| PAGE |
__________
New Testament Types in Acts: Part 7
Dec 02, 2006
Throughout history, men have set forth their philosophies about the best forms of government and how to choose leaders and their successors. Monarchies developed out of the Dominion Mandate of Gen. 1:26. But with the introduction of sin in the world, the kings of the earth were often corrupt, self-serving, and tyrannical, so men developed more democratic ideals. These were designed to limit the power of any one person by dividing power among the many. In the process, democracy hopes that the people will be able to elect the most qualified leaders.
The problem with democracy is that it divides power among many sinners, who all have the potential of being corrupt and self-serving. It seeks to pit one man's self-interest against the self-interest of the others who share power, and in this way, hopefully, the tyranny is held in check.
The Bible sets forth a third solution in the Kingdom of God. It maintains the original idea of the Dominion Mandate, but yet also has devised a way to implement government through the most qualified leadership.
__________
(Stored data)

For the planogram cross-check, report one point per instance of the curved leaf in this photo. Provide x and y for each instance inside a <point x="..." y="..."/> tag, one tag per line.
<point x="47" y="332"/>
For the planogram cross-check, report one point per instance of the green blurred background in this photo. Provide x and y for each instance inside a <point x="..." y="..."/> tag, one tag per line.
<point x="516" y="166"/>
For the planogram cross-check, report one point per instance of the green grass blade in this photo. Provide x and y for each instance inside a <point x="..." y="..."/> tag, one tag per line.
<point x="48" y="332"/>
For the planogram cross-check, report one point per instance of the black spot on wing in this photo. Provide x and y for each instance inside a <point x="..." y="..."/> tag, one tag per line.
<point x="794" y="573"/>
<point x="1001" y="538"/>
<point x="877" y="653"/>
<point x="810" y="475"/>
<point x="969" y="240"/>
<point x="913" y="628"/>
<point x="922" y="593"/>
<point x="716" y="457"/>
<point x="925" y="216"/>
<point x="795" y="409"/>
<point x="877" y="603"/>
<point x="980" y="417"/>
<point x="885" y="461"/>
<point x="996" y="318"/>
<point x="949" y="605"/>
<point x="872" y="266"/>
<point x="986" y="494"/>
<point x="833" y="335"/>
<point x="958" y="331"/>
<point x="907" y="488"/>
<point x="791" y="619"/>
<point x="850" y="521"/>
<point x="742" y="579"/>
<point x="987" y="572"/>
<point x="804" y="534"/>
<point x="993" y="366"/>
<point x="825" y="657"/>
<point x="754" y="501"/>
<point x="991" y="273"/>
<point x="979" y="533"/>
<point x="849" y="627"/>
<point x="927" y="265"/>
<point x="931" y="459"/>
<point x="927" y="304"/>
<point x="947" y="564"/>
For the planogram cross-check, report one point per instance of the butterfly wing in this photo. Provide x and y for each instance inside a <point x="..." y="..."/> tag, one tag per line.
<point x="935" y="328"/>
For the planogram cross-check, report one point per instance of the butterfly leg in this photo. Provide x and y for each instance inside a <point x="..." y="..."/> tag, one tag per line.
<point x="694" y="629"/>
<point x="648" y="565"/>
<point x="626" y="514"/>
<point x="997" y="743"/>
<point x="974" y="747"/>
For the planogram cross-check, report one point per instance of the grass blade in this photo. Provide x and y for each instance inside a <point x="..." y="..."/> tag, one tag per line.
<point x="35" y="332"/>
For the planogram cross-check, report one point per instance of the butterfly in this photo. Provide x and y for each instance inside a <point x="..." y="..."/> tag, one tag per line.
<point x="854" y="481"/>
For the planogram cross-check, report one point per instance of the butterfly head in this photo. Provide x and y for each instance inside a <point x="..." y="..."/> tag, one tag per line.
__________
| TO DO |
Could you extend the commentary on forms of government above, picking up right after its last sentence?

| ANSWER TO THE EXERCISE |
Jesus was the Heir of Adam's Dominion Mandate as the "Son of Man." He was also the direct descendant of King David and the Heir of David's throne. But this divine right to rule was not imposed upon men without their consent. He came the first time to prove His love and His qualifications to rule.
His rejection and death were part of the divine plan, for they proved that He was willing to die for the people, rather than act upon self-interest. But in His resurrection, He became "the first-born from the dead, so that He Himself might come to have first place in everything" (Col. 1:18, NASB).
Birthrights were passed down to first-born sons unless disqualified by their actions (Deut. 21:15-17). The birthright in Scripture included two things: the Dominion Mandate and the Fruitfulness Mandate. I described these in my book, The Struggle for the Birthright. Jesus came the first time from the tribe of Judah and of the seed of David in order to qualify genealogically to receive the Dominion Mandate. He comes the second time of Joseph, with His robe dipped in blood (Gen. 37:31; Rev. 19:13) in order to qualify for the Fruitfulness Mandate. Between the two comings of Christ, each associated with a different work, He qualifies to receive the full Birthright to rule the earth.
Knowing this helps us to understand the reason why Christ must come twice and why the law puts forth two doves and two goats that represent Christ in both capacities.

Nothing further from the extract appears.